**Task to carry out:**
Repeat the records exactly. Every line must match.

——

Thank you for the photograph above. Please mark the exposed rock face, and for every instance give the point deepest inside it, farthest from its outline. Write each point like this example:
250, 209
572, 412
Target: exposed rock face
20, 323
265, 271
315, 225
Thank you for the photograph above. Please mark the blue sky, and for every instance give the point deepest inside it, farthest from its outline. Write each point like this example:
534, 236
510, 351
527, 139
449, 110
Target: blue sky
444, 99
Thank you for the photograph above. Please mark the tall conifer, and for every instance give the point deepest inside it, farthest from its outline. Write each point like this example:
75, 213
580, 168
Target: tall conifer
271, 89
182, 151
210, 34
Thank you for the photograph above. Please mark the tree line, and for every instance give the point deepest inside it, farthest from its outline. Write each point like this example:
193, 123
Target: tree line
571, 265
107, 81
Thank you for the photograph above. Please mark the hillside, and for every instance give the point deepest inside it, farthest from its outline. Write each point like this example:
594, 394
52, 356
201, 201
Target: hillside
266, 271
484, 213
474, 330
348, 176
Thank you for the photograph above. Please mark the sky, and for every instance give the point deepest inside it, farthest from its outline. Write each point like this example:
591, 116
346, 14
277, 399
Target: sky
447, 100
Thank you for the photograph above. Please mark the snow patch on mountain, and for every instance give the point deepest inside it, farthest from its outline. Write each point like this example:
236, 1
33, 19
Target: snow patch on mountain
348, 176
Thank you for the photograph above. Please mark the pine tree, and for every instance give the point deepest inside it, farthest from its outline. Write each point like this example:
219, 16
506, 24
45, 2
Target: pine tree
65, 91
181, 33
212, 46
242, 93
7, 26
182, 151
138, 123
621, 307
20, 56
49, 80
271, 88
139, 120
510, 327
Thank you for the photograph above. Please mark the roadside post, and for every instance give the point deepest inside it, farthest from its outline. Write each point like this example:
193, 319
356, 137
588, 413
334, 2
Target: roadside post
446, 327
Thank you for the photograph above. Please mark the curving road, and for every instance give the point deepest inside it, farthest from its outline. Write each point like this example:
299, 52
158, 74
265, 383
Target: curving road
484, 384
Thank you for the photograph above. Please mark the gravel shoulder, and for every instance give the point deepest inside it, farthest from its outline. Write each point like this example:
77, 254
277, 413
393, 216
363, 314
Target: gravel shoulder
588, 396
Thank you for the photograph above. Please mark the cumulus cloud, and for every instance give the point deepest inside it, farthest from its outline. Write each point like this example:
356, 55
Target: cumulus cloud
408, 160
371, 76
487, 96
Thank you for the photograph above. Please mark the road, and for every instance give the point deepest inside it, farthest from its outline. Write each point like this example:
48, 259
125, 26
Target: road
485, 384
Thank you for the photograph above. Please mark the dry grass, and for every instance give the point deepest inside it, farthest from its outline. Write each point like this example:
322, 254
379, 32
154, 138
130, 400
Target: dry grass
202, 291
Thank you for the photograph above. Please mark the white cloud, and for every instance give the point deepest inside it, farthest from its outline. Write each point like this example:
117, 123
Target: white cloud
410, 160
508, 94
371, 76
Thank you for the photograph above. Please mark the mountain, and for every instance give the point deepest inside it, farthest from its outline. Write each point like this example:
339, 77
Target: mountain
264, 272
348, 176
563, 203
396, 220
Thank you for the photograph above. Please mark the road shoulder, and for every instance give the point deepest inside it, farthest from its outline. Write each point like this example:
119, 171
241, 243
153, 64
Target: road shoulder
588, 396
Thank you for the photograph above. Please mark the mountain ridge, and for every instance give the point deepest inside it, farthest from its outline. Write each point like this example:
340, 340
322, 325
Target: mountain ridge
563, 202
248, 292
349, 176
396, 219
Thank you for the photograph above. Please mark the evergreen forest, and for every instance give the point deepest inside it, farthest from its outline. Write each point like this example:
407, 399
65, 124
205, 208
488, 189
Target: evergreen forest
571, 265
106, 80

——

**Answer:**
Thank you for the photograph above. Please mark the exposed rock face, and for every instance give the point deepest inside it, farthest from its outline. Write each point like this example:
250, 209
572, 412
Target: exposed rock face
20, 323
265, 271
315, 225
Thank you for the photograph above. Please mark the blue sky, and for every instance give the point deepest inside it, farthest from its outline. Write each point like this example:
534, 236
510, 351
527, 139
449, 110
Target: blue sky
444, 99
Thank you for the photograph above. Please mark the tall conifer, and for every instance give the point deepest inside it, farthest from its outline. Write each point like this example:
75, 213
580, 168
Target: tall conifer
271, 89
182, 151
210, 34
Thank you for the photograph above. Please mark the tree line, and for every instance give the point deepest inside it, farthest from its outline. Write each point like this example:
193, 123
Target: tree line
571, 265
107, 81
Thank you for the photograph above. Please mark the hillside, and for every instance give the point deepest inside it, farthest from its outline. Write each point like this example:
594, 394
52, 356
201, 201
Target: hillside
266, 271
484, 213
474, 330
348, 176
Thank you for the photograph above. Please mark the sky, and for every instance give the point deepest inside it, farthest from its outline. Write each point like this example:
591, 116
346, 14
277, 399
Target: sky
447, 100
Thank you for the photograph above. Please mark the snow patch on mountain, and for every instance give the point deepest inside it, farthest from its outline. Write each point like this example:
236, 1
33, 19
Target: snow patch on mountain
348, 176
Thank you for the photograph above. Please mark the pine tree, and for every instance give the point deepest inside it, farthest from its outline. Write each point like this example:
219, 16
506, 24
45, 2
Target: pine tree
65, 91
181, 33
212, 46
242, 93
7, 26
182, 151
138, 123
621, 307
20, 56
49, 80
271, 88
139, 120
510, 327
Thank you for the photograph above. Please mark the roadside post, and for every instance give the point deepest inside it, farthest from its outline. Write each point like this example:
193, 319
356, 137
588, 413
334, 2
Target: roadside post
446, 327
Thank you for the photograph above. Please mark the curving road, and for every instance give the point deepest inside it, farthest from its outline. Write each point like this example:
299, 52
158, 74
265, 383
Target: curving road
484, 384
Thank you for the photograph above. Please mark the gravel shoulder, and for every instance give the point deepest inside it, farthest from its outline. Write each point like this example:
77, 254
277, 413
393, 216
363, 314
Target: gravel shoulder
588, 396
Thank you for the photograph above. Please mark the cumulus cloud, and for every instance give the point deepest inside it, farthest from its outline. Write each point like this example:
356, 55
Target: cumulus cloud
408, 160
371, 76
487, 96
Thank you for the photograph above. Please mark the road, and for every instance give the point deepest inside it, farthest from its outline. Write each point like this example:
48, 259
125, 26
Target: road
485, 384
Thank you for the photograph above. Please mark the dry grass, and for every instance give the point deepest inside it, farthest from its outline. Write each point like this example:
322, 254
379, 32
154, 138
130, 400
Target: dry grass
202, 291
Thank you for the photograph above. Please mark the white cloud, and for every instance give the point deepest inside it, farthest from its outline. Write each point like this example:
117, 123
Target: white cloud
410, 160
508, 94
371, 76
Thank you for the photograph above. Please mark the mountain, and for every instance give the point deepest inside it, farthest from its outline. Write each point like this example:
339, 77
Target: mountain
264, 272
348, 176
563, 203
396, 220
Thank you for the photograph above. Please mark the road shoulder, and for every instance give the point deepest inside it, farthest from its outline. Write each point like this example:
119, 171
241, 243
153, 64
Target: road shoulder
588, 396
Thank you for the photograph above. Please mark the mountain ridge, and for every instance give the point deepest inside it, farthest from its outline. Write each point like this example:
340, 340
322, 325
Target: mountain ridge
563, 202
248, 292
349, 176
396, 219
Thank you for the photograph above. Please mark the evergreen forest, and for every instance give the point deepest inside it, farthest from its outline. Write each point like this example:
407, 399
65, 124
205, 208
488, 189
Target: evergreen forest
571, 265
106, 80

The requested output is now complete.